EXERCISE BRIEF :: Starting at the line that contains "Indicate every instance of the white wooden", repeat each line exactly through the last line of the listing, and repeat nothing else.

DATASET RECORDS ::
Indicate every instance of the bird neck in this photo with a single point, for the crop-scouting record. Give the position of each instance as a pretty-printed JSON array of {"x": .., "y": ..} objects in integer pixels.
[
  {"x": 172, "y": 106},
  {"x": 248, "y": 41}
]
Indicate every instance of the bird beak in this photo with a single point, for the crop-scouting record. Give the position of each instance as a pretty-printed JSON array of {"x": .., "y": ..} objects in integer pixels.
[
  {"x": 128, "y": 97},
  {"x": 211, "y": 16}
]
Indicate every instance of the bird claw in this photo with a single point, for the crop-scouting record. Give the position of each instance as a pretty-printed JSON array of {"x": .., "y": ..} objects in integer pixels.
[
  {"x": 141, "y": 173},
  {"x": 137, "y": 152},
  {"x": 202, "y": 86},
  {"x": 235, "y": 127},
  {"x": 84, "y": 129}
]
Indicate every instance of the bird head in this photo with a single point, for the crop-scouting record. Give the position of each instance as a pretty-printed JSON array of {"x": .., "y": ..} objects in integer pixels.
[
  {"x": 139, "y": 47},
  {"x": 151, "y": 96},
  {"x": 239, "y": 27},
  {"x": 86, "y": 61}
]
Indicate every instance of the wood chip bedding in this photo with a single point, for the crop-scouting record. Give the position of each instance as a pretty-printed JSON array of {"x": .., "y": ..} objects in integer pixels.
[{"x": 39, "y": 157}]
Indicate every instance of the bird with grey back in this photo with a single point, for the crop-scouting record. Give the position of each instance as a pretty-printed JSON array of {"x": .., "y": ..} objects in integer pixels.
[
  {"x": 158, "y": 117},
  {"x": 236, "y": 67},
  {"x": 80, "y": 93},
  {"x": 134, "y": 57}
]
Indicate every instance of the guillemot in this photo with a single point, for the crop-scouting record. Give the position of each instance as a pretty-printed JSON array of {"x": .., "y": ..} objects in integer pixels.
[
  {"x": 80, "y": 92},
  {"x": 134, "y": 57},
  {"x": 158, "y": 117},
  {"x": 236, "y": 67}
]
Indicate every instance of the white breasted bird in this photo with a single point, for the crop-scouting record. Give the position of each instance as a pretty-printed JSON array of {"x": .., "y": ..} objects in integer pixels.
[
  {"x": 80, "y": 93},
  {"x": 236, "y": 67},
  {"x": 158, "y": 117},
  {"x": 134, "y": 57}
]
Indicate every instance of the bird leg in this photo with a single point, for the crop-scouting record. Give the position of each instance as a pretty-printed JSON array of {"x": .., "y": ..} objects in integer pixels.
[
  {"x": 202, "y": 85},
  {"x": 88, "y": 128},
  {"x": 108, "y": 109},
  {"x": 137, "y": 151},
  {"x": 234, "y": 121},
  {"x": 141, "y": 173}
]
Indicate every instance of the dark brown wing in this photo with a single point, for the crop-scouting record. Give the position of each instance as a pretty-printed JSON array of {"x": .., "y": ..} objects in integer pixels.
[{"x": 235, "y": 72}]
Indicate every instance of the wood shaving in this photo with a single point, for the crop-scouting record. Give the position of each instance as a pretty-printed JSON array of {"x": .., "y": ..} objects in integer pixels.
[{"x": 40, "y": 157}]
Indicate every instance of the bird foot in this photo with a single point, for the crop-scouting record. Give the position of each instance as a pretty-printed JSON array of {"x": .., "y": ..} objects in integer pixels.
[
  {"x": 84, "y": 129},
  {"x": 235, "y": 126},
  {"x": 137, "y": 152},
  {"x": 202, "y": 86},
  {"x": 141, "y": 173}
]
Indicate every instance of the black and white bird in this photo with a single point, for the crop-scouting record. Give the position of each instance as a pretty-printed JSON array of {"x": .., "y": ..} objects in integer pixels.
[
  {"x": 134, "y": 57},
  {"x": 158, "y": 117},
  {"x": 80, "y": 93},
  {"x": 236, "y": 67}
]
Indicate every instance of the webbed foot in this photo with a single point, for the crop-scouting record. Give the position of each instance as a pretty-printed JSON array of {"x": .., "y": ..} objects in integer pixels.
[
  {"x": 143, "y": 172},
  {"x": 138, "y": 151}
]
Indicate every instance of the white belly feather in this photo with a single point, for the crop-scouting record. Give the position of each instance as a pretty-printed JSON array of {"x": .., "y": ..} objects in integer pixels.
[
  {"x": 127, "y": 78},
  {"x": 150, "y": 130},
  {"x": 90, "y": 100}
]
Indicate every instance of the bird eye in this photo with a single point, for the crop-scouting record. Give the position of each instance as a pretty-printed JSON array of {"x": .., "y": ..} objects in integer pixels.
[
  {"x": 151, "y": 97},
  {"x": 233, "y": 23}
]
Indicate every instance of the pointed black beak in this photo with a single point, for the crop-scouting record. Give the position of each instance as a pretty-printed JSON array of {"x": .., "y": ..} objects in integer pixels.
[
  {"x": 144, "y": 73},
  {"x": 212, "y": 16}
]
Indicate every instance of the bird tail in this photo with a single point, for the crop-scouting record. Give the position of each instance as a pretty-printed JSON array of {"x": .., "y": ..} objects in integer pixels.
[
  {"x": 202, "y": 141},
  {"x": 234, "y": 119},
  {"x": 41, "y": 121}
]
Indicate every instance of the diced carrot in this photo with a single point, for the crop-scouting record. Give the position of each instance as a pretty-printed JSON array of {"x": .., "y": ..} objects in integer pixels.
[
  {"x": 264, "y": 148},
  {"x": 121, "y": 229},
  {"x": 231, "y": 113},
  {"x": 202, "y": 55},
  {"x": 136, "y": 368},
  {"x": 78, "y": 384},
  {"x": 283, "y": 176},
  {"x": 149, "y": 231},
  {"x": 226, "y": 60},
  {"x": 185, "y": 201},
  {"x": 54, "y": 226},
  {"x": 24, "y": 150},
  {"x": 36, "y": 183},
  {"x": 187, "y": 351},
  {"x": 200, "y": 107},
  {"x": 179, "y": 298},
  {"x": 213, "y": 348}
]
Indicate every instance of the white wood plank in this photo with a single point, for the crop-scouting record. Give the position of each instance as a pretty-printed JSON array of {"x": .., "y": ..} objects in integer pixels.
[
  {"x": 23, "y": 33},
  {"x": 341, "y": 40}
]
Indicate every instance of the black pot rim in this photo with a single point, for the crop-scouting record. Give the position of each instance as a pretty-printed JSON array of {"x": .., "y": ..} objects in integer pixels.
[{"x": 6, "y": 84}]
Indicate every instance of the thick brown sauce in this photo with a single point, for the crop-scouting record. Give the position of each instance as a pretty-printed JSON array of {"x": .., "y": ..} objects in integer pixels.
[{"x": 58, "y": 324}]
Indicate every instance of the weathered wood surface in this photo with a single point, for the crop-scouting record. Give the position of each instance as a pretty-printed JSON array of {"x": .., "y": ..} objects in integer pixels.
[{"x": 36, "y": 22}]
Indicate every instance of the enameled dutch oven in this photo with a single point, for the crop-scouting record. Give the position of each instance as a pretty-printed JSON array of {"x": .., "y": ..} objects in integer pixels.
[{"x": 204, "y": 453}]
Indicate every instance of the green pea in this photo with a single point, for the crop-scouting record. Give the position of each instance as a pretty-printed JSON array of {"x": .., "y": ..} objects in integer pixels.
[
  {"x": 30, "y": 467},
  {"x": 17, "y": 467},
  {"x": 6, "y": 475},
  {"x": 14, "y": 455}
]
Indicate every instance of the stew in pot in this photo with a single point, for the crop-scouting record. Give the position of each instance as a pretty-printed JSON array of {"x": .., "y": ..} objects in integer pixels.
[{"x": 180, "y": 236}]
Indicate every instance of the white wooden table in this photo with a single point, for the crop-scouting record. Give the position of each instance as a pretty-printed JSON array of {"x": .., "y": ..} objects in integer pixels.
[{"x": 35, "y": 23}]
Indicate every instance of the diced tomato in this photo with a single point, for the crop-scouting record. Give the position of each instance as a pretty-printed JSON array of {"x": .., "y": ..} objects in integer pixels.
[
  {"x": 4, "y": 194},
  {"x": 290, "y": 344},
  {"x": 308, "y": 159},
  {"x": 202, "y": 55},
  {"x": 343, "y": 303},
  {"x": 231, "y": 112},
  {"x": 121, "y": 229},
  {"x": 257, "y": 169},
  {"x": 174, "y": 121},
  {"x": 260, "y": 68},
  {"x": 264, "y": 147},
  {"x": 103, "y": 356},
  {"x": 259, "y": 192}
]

OUTPUT FOR THIS EXERCISE ::
Indicate every instance of the white wooden table in this photo with a single point, for the crop-scouting record. Give the position of each instance as a pretty-printed JSON array of {"x": .., "y": ..} objects in integer pixels.
[{"x": 35, "y": 23}]
Indicate every instance of the diced tomato in this photo with a single point, for the crop-scouting record. Give the position of each instance as a pretty-printed JSON array of {"x": .., "y": ..} objects in integer pixels.
[
  {"x": 4, "y": 194},
  {"x": 290, "y": 344},
  {"x": 308, "y": 159},
  {"x": 202, "y": 55},
  {"x": 343, "y": 303},
  {"x": 231, "y": 112},
  {"x": 121, "y": 229},
  {"x": 257, "y": 169},
  {"x": 174, "y": 121},
  {"x": 260, "y": 68},
  {"x": 264, "y": 147},
  {"x": 103, "y": 356},
  {"x": 259, "y": 192}
]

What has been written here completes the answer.